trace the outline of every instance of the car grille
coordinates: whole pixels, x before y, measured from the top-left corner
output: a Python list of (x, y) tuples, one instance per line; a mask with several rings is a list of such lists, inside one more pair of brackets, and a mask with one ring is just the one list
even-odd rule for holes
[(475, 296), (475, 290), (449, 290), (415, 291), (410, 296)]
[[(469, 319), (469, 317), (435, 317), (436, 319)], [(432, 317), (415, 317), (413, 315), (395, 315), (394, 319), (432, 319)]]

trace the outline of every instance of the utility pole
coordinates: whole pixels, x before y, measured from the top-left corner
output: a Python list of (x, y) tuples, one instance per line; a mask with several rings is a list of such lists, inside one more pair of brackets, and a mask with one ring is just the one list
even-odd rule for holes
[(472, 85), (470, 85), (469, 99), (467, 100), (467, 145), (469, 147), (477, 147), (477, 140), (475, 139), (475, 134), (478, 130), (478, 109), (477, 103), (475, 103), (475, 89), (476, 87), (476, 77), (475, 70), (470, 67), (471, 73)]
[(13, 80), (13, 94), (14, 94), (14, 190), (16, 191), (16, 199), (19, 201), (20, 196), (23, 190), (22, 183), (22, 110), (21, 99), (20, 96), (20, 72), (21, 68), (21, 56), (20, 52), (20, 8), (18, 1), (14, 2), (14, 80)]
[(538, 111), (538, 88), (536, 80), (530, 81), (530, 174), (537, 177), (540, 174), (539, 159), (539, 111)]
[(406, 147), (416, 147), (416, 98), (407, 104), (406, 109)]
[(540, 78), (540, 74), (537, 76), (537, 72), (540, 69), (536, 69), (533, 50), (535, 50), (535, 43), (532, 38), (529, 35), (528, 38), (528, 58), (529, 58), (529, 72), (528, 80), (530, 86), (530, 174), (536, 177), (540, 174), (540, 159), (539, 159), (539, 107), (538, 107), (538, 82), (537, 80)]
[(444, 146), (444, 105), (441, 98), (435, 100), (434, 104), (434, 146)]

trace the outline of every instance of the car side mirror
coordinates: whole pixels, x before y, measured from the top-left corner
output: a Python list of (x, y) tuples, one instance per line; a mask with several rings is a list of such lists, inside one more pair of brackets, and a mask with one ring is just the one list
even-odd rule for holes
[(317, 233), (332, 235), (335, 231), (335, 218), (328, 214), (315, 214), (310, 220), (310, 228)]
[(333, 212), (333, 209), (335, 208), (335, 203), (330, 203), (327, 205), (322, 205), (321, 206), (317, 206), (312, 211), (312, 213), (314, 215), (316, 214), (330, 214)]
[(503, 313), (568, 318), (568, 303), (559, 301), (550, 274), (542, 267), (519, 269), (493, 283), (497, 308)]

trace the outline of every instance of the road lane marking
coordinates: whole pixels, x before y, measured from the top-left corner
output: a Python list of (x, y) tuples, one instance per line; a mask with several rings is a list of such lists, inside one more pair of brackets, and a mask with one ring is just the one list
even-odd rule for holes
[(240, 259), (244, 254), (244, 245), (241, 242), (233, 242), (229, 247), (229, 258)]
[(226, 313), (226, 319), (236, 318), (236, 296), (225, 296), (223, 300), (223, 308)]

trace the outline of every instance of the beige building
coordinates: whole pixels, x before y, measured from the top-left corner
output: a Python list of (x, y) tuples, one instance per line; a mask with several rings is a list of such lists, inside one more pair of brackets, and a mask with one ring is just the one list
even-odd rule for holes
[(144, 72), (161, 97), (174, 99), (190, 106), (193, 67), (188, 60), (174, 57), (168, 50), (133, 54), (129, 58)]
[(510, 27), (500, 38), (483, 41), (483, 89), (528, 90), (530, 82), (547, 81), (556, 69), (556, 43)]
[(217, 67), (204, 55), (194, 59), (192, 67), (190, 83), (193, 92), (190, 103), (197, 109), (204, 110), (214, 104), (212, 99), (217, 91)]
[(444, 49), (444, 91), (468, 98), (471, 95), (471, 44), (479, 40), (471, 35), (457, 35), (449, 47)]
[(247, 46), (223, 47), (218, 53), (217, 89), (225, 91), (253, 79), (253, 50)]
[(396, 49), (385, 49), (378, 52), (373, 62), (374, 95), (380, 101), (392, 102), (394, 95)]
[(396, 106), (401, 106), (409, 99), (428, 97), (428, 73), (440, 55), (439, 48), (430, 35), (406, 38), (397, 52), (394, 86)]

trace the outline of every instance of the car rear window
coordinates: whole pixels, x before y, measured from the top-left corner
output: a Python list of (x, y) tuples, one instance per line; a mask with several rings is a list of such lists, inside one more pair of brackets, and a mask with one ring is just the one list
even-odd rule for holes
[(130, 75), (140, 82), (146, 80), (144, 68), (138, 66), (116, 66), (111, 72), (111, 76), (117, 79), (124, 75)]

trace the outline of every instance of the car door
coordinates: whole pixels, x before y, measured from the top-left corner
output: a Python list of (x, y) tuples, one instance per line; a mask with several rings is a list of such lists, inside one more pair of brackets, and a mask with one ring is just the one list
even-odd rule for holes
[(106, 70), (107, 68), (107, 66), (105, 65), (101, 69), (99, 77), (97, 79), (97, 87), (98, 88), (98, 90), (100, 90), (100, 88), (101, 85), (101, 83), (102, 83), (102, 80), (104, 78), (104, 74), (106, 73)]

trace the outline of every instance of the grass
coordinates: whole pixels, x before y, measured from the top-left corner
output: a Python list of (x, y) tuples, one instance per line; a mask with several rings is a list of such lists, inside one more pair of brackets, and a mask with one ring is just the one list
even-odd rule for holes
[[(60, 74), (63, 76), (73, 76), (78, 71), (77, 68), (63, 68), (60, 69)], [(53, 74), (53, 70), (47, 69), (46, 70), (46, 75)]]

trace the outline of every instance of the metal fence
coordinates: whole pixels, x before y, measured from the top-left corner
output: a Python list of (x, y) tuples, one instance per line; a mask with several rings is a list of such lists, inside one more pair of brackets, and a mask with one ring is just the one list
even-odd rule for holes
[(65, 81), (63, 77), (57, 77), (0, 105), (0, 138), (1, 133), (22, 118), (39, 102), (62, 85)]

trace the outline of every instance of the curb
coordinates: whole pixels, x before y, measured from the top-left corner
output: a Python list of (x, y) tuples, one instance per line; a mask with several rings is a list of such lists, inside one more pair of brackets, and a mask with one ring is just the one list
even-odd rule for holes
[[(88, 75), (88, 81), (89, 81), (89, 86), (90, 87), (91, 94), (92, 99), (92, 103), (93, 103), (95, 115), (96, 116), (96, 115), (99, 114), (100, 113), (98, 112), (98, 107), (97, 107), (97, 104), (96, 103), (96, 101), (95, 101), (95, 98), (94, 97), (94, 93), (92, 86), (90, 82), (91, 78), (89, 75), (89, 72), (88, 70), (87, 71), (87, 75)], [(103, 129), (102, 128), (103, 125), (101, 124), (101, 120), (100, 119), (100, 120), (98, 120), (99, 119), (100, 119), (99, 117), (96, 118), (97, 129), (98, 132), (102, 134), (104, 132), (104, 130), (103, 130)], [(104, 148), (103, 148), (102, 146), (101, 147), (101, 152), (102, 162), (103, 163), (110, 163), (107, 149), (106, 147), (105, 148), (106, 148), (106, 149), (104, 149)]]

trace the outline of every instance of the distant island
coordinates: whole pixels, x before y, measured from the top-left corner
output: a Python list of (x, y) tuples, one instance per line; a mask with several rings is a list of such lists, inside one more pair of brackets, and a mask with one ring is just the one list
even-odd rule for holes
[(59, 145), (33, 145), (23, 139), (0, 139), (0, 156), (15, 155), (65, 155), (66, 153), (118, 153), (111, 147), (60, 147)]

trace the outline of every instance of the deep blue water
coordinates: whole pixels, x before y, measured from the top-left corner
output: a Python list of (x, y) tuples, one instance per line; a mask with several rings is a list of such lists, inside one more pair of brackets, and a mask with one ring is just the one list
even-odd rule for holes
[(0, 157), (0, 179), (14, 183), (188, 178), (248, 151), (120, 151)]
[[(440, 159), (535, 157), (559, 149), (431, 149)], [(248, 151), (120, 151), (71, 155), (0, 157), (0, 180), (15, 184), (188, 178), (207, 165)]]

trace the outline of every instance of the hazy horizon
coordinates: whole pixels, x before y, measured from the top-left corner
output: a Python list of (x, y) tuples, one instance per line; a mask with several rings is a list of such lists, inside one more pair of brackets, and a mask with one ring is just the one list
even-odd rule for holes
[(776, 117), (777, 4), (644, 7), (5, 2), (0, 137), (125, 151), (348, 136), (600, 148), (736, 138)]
• • • •
▶ Directive
Copy the lines again, starting with the line with "trace the outline of every instance of the beige" and going on through the line with "102), (394, 95)]", but swap "building" for "structure" and keep everything else the same.

▶ Full output
trace the outline of every instance of the beige structure
coordinates: whole pixels, x before y, measured from the top-left corner
output: a Python list of (x, y) tuples, one instance per line; a mask with several rings is a list of such lists, inside one more pair of brackets, and a mask with one ring is just the one list
even-odd rule for holes
[(144, 72), (161, 97), (174, 99), (190, 106), (193, 67), (188, 60), (174, 57), (168, 50), (133, 54), (129, 58)]
[(510, 27), (500, 38), (483, 41), (483, 89), (528, 90), (530, 82), (547, 81), (556, 69), (556, 43)]
[(217, 67), (204, 55), (194, 59), (192, 67), (190, 83), (193, 92), (190, 103), (197, 109), (204, 110), (214, 104), (212, 99), (217, 91)]
[(444, 49), (444, 91), (468, 98), (471, 95), (471, 44), (479, 40), (471, 35), (457, 35), (449, 47)]
[(247, 46), (223, 47), (218, 53), (217, 89), (225, 91), (253, 79), (253, 50)]
[(396, 49), (385, 49), (378, 52), (373, 62), (374, 95), (380, 101), (392, 102), (394, 95)]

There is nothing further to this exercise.